[Requirement] Nothing in the data should be altered when it is repeated in full.

[Dataset extract]
_ _ _ _ _ _ _
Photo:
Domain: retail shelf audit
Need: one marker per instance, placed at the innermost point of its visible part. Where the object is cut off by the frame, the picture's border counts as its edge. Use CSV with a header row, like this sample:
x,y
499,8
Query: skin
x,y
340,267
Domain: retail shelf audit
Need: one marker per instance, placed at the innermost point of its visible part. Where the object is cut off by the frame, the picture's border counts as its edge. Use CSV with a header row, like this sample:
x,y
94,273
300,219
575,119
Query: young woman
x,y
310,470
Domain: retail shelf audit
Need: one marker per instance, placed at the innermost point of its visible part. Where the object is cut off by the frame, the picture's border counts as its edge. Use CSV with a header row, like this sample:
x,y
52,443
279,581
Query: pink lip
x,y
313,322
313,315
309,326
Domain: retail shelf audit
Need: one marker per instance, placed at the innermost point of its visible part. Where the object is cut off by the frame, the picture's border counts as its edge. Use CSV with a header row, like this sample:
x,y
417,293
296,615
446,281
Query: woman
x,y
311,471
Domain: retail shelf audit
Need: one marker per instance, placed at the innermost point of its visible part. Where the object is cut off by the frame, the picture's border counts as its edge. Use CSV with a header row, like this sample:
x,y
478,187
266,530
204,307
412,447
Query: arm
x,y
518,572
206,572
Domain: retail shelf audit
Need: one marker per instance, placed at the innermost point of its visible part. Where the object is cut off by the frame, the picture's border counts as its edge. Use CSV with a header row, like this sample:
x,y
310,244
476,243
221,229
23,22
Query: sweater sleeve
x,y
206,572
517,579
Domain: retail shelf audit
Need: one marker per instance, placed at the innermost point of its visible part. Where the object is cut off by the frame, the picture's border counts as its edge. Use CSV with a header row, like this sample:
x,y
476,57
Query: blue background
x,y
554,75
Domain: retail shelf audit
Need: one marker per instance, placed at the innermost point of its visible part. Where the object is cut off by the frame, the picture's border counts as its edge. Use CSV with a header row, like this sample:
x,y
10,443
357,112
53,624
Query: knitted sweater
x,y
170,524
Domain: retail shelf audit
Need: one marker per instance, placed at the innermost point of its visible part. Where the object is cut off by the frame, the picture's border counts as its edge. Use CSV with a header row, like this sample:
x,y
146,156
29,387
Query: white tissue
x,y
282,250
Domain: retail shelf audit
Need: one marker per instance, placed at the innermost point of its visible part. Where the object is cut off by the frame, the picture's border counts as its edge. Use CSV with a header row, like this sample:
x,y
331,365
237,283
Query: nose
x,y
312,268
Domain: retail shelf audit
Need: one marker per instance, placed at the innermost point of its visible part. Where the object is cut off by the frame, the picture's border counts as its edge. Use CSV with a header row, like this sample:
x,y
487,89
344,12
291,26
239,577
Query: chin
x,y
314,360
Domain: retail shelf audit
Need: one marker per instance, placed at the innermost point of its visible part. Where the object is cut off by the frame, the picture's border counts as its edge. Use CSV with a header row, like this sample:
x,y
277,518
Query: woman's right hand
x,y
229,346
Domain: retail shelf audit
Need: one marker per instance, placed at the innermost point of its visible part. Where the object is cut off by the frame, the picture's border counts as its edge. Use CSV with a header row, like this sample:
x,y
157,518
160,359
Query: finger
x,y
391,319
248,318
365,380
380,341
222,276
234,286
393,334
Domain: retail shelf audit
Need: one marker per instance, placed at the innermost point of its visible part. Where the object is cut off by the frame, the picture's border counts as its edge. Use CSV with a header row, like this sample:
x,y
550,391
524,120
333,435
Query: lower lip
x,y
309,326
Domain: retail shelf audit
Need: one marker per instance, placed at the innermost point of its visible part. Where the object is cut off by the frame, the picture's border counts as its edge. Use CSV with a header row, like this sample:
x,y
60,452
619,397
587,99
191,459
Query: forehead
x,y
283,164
_ _ _ _ _ _ _
[Answer to the exercise]
Photo:
Domain: retail shelf audit
Need: one marker per instance, placed at the innermost point of its visible part. Where the object is cut off by the frame, the picture's border counts as its edge. Use CSV with a header row, like this sample:
x,y
499,8
Query: skin
x,y
340,267
Domain: retail shelf audit
Need: one marker per instance, placed at the innermost point of its visible part. Where the object is cut off by the frame, the picture's border counts as its edge. Use CSV with a header row, like this sample:
x,y
94,273
300,219
575,119
Query: young woman
x,y
310,470
Domain: retail shelf audit
Need: one marker per instance, placed at the innermost point of its visible part. Where the object is cut off by the frame, the picture's border counts as its edge. Use CSV with a header row, like this sample:
x,y
52,443
279,581
Query: pink lip
x,y
313,322
313,315
309,326
Domain: retail shelf audit
Need: one marker per instance, placed at the innermost point of its visible part. Where the object is cut off by the frame, the picture's border counts as its edge. Use CSV with a header row, like this sample:
x,y
417,293
296,615
446,281
Query: woman
x,y
311,471
Domain: retail shelf audit
Need: one marker per instance, placed at the innermost point of its visible part. Where the object is cut off by the frame, the picture's border counts as its edge. Use CSV with a header row, like this sample:
x,y
478,187
266,530
204,307
412,447
Query: arm
x,y
518,572
206,572
Domain: retail shelf audit
Need: one marker per instance, placed at the innermost point of its visible part. Where the object is cut off by the frame, the picture's border counts as its edge. Use CSV with a header row, like this sample:
x,y
310,244
476,243
221,229
23,22
Query: sweater sleeve
x,y
206,572
517,579
Domain: retail shelf audit
Need: one marker per instance, placed at the innermost point of its visible part. Where the object is cut off by the frame, the picture's border counts as its edge. Use CSV with a header row, like this sample:
x,y
476,57
Query: blue background
x,y
554,75
Domain: retail shelf audit
Need: one marker per instance, placed at the innermost point of its visible part. Where the object is cut off by the frame, the picture's border counts as its edge. Use CSV with a header row, like this sample:
x,y
10,443
357,112
53,624
Query: knitted sweater
x,y
170,524
Domain: retail shelf audit
Need: one marker per instance, placed at the innermost point of its visible part. Where the object is cut off by the frame, the picture's border counts as its edge. Use CSV with a header row, like this sample:
x,y
146,156
29,387
Query: white tissue
x,y
282,250
Domain: retail shelf audit
Need: one marker per instance, placed at the innermost point of its visible part. Where the object is cut off by the frame, the picture's border counts as its edge. Use CSV with a header row, like this sample:
x,y
331,365
237,283
Query: nose
x,y
312,268
Domain: retail shelf audit
Need: one marker per instance, placed at the innermost point of its visible part. Where the object is cut off by the frame, the picture's border counts as its edge. Use CSV with a header row, like this sample:
x,y
487,89
344,12
291,26
239,577
Query: chin
x,y
314,360
Domain: retail shelf audit
Need: one marker per instance, placed at the innermost point of its visible part. Where the object is cut off by the frame, the picture's border counts as its edge. Use CSV with a header row, like this sample:
x,y
277,518
Query: woman's right hand
x,y
229,346
Domain: retail shelf audit
Need: one marker per instance, placed at the innermost point of its visible part. Where the object is cut off by the frame, the picture's border counts as its edge. Use CSV with a header row, like this sample:
x,y
157,518
160,359
Query: finger
x,y
391,319
248,318
365,380
380,341
222,276
234,286
393,334
Domain: retail shelf audit
Need: one marker per instance, placed at the innermost point of its visible part. Where the object is cut off by the frame, the picture's border counts as its edge. Use CSV with a header row, like this sample:
x,y
550,391
524,120
333,435
Query: lower lip
x,y
309,326
Domain: retail shelf audit
Need: one marker per instance, placed at the innermost point of its visible part. Where the object is cut off by the frame, the picture's border counts as its edge. Use CSV with a header row, like this sample:
x,y
60,452
619,397
587,99
191,459
Query: forehead
x,y
283,164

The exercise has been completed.